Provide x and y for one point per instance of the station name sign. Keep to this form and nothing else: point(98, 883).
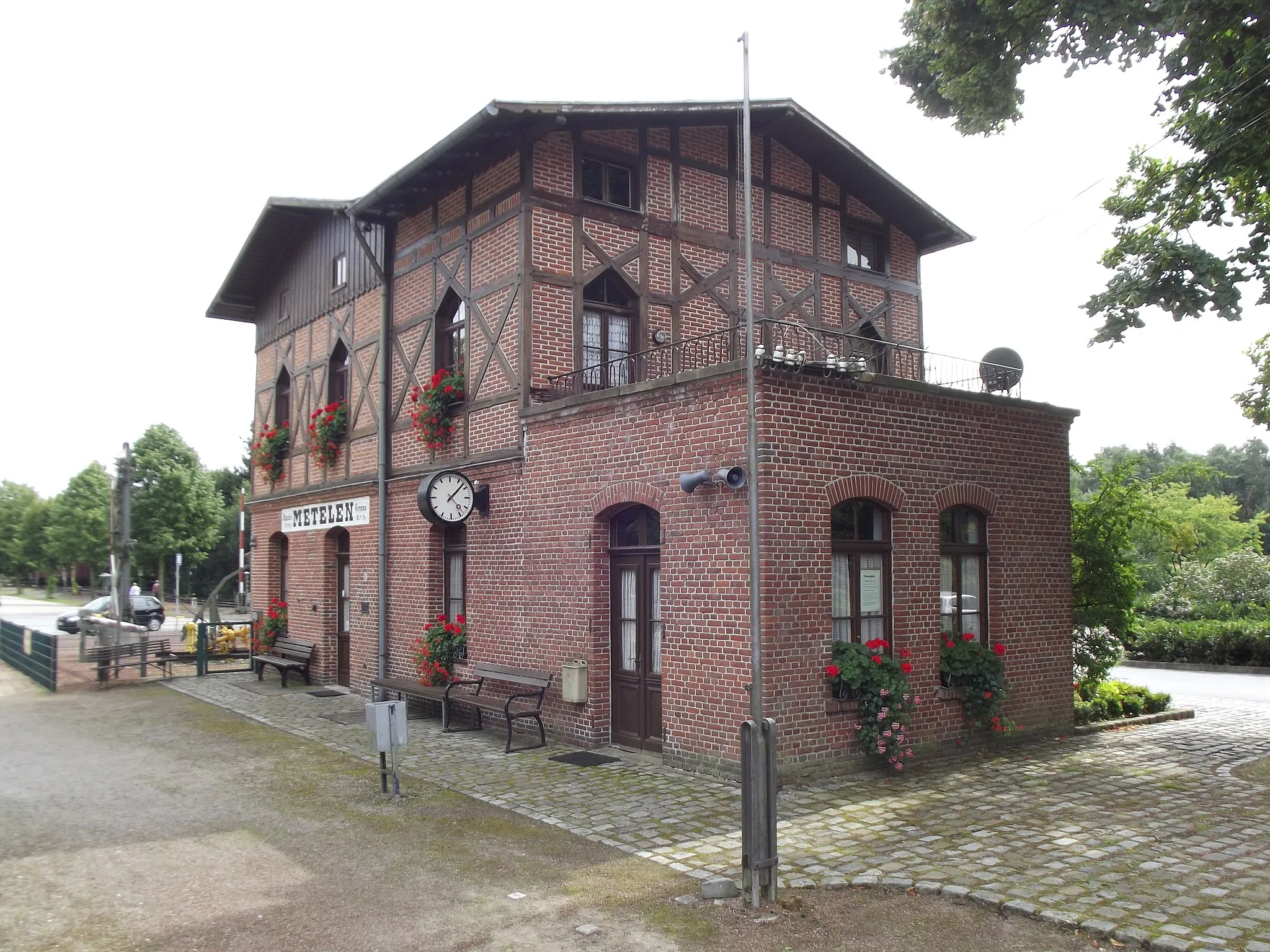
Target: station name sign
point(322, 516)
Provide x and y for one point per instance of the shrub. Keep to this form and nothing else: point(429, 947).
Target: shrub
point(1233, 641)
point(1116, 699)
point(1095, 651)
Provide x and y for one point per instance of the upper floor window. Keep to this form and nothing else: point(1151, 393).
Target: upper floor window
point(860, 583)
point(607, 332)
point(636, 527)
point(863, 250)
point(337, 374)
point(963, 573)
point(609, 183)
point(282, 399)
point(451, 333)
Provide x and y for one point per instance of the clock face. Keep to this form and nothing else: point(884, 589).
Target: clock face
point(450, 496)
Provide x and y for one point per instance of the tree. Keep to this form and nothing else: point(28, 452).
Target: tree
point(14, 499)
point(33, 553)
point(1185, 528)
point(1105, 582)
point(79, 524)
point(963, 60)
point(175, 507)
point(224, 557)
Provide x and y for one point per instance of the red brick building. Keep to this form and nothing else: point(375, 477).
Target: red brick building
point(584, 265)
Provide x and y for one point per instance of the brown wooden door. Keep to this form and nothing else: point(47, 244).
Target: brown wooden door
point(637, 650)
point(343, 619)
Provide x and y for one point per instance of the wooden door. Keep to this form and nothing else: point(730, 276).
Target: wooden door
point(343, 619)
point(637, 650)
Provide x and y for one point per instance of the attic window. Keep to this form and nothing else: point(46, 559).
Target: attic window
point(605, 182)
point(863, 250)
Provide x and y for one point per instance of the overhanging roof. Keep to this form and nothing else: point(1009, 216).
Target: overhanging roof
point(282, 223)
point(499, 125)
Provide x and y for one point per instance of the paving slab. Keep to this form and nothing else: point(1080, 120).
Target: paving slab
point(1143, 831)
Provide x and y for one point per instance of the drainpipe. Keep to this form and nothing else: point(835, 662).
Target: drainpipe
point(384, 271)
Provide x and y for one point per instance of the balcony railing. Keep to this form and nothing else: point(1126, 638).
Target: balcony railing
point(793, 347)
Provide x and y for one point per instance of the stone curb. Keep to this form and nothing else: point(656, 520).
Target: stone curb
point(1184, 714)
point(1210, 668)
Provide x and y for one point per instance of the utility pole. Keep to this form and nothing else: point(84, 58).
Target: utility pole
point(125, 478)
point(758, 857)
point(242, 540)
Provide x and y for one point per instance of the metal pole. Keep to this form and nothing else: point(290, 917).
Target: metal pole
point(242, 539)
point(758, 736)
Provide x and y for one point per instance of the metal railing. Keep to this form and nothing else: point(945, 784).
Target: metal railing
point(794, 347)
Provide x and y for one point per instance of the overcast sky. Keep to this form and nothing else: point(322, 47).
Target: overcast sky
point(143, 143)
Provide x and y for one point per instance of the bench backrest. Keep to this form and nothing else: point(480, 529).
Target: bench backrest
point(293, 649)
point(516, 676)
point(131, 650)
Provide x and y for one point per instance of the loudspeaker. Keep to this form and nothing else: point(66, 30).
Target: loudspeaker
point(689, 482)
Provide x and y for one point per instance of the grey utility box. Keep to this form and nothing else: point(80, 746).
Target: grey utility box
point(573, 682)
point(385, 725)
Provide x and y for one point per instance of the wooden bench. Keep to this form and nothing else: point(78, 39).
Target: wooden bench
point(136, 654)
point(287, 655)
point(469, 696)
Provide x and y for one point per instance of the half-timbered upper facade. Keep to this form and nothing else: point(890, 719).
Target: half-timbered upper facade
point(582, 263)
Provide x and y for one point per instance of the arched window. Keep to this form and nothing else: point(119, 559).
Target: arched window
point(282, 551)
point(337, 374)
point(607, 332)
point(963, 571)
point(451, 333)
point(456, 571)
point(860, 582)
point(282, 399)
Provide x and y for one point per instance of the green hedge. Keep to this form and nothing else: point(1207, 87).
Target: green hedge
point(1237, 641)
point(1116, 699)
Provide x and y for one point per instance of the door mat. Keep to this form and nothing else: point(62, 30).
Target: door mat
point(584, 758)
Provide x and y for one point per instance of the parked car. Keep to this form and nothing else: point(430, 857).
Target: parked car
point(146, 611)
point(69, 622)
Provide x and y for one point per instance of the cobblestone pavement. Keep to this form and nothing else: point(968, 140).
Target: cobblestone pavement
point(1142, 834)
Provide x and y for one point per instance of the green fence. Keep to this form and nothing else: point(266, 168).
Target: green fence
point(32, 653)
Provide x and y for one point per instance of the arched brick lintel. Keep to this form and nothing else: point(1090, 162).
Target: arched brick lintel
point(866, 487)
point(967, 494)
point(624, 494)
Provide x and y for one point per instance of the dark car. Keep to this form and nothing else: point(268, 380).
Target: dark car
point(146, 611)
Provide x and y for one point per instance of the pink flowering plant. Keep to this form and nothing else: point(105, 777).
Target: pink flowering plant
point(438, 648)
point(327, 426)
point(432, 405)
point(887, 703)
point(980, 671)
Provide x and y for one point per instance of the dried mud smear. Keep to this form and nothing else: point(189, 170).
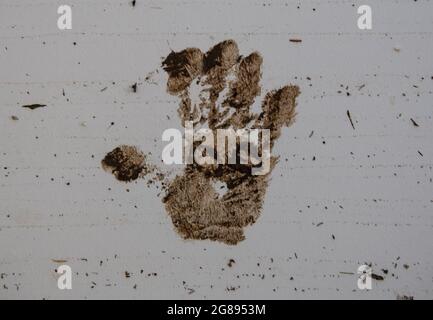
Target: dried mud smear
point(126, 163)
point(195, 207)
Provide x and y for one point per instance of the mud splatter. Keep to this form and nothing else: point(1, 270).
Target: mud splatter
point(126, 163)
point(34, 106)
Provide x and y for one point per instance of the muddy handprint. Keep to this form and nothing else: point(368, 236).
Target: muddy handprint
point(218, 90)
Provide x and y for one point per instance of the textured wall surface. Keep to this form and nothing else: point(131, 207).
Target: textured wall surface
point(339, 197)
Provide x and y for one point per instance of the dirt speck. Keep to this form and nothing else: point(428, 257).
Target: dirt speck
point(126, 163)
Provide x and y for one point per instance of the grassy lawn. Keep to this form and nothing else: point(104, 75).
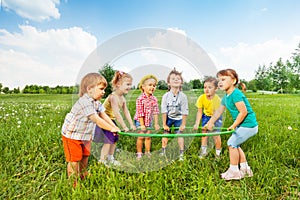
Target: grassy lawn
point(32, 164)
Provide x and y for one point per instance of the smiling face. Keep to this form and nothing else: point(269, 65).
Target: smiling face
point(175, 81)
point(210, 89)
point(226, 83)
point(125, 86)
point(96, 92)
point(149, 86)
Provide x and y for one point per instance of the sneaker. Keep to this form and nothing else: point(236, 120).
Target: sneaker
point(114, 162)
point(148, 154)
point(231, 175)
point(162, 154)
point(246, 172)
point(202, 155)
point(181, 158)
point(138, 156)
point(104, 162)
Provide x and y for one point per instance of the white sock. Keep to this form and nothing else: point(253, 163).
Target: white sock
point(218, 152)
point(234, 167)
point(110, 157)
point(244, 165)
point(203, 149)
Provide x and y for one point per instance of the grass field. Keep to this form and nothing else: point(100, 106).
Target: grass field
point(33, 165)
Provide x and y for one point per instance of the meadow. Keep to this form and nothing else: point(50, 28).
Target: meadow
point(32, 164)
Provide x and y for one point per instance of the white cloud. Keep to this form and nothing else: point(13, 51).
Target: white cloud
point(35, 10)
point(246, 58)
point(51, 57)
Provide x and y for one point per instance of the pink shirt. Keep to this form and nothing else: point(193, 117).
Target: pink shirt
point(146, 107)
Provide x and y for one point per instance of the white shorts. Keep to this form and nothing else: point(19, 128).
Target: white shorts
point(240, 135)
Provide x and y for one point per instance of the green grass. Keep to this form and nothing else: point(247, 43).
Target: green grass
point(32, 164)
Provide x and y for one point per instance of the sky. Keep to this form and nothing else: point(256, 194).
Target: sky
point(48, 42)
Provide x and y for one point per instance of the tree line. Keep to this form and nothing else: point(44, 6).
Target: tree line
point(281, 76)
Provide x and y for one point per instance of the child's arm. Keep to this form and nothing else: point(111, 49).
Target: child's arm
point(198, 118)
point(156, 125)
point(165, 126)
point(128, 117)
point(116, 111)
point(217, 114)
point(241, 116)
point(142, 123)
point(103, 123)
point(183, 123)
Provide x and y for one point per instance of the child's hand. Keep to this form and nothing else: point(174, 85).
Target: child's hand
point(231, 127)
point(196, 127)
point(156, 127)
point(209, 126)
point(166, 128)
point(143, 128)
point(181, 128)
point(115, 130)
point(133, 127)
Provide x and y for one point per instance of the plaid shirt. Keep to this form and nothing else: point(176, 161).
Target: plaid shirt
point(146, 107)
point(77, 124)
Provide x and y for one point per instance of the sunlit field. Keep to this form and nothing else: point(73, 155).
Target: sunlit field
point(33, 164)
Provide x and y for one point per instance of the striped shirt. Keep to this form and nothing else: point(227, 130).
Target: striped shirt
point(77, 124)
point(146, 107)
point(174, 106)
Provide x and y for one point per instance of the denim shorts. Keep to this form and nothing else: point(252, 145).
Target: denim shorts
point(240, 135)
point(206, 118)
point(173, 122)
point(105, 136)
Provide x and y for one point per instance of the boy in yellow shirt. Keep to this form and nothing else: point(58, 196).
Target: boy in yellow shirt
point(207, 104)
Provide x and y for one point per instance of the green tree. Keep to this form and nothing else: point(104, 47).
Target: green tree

**Exercise details**: Reproduce the data word for word, starting at the line that contains "else: point(428, 257)." and ending after the line that contains "point(33, 165)". Leave out the pictures.

**Task result**:
Provide x and y for one point per instance of the dirt speck. Keep to this form and nothing else: point(428, 257).
Target: dirt speck
point(126, 163)
Provide x and y for one point per instance of the grassy lawn. Keep to this form and nothing else: point(104, 75).
Target: grassy lawn
point(32, 164)
Provide x and y for one point per instance of the smiling face. Keep to this form and nothing else: point(269, 65).
Target: smiling face
point(175, 81)
point(210, 89)
point(226, 83)
point(125, 86)
point(96, 92)
point(149, 86)
Provide x and y for one point per instance of the sneaker. Keep to this form and nothing else: point(236, 120).
Target: sneaker
point(114, 162)
point(148, 154)
point(231, 175)
point(162, 154)
point(246, 172)
point(202, 155)
point(181, 158)
point(138, 156)
point(104, 162)
Provide x and y for one point per instance of the white sock. Keep to this form and nothing else: point(253, 163).
Target: white sock
point(218, 152)
point(234, 167)
point(110, 157)
point(244, 165)
point(203, 149)
Provide x and y for one point per instance of the grass field. Keep to this form and nothing else: point(100, 106).
Target: grass field
point(33, 165)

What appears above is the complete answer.